• _SUPPLIED TEXT_
The Free African Society (FAS), founded in 1787,  was a benevolent organization that held religious services and provided mutual aid for "free Africans and their descendants" in Philadelphia. The Society was founded by Richard Allen and Absalom Jones. It was the first Black religious institution in the city and led to the establishment of the first independent Black churches in the United States. 

Founding members, all free Black men, included Samuel Baston, Joseph Johnson, Cato Freedman, Caesar Cranchell, James Potter and William White. Notable members included African-American abolitionists such as Cyrus Bustill, James Forten, and William Gray.

• _SOURCE RECORDS_
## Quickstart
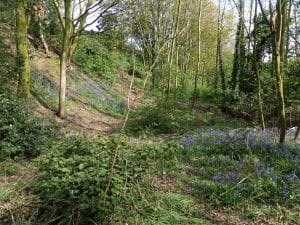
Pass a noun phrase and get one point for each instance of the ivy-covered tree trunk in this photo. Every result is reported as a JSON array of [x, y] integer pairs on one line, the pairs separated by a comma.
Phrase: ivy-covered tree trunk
[[23, 60], [256, 70], [64, 58], [239, 50], [197, 74], [219, 56], [278, 25]]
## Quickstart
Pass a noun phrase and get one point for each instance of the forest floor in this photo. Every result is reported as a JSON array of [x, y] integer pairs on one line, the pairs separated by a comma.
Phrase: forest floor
[[174, 203]]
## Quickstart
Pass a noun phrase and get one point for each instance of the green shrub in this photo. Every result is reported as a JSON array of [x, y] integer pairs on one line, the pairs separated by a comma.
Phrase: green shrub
[[164, 118], [73, 176], [21, 133]]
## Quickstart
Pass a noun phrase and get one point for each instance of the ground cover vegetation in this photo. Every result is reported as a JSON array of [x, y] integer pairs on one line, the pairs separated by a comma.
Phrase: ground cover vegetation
[[201, 99]]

• _GIVEN PROBLEM 1_
Scale the x and y point coordinates in the answers by 0.85, rounding to whole numbers with halves going up, and reproduce everything from the start of the entries down to the line containing "56], [278, 25]]", both ends included and the requests kept. Omit the pictures from your reply.
• _GIVEN PROBLEM 2_
Pick up the text on the Free African Society after its last sentence and carry it forward.
The text on the Free African Society and the entries are unrelated material.

• _RESULT 1_
## Quickstart
Pass a noun phrase and get one point for each instance of the ivy-covered tree trunk in this photo. Every result is reported as a JSON array of [x, y] integer pairs on one line, the pairs separated by a comma.
Phrase: ivy-covered tree trunk
[[20, 51], [218, 60], [54, 49], [203, 43], [167, 63], [186, 48], [236, 21]]

• _RESULT 2_
Background 

The Free African Society (FAS) developed as part of the rise in civic organizing following American independence in the 1776 to 1783 Revolutionary War; it was the first black mutual aid society in Philadelphia. The city was a growing center of free blacks, attracted to its jobs and other opportunities.  By 1790, the city had 2,000 free black residents, a number that continued to increase.  In the first two decades after the war, inspired by revolutionary ideals, many slaveholders freed their slaves, especially in the Upper South. Northern states largely abolished slavery. Numerous freedmen migrated to Philadelphia from rural areas of Pennsylvania and the South; it was a growing center of free black society.  In addition, their number 69 was increased by free people of color who were refugees from the Haitian Revolution in Saint-Domingue, as well as fugitive slaves escaping from the South.

Early years: 1797 to 1822 

The FAS was founded in the spring of 1787 in Philadelphia, shortly before the Constitutional Convention was held in the city.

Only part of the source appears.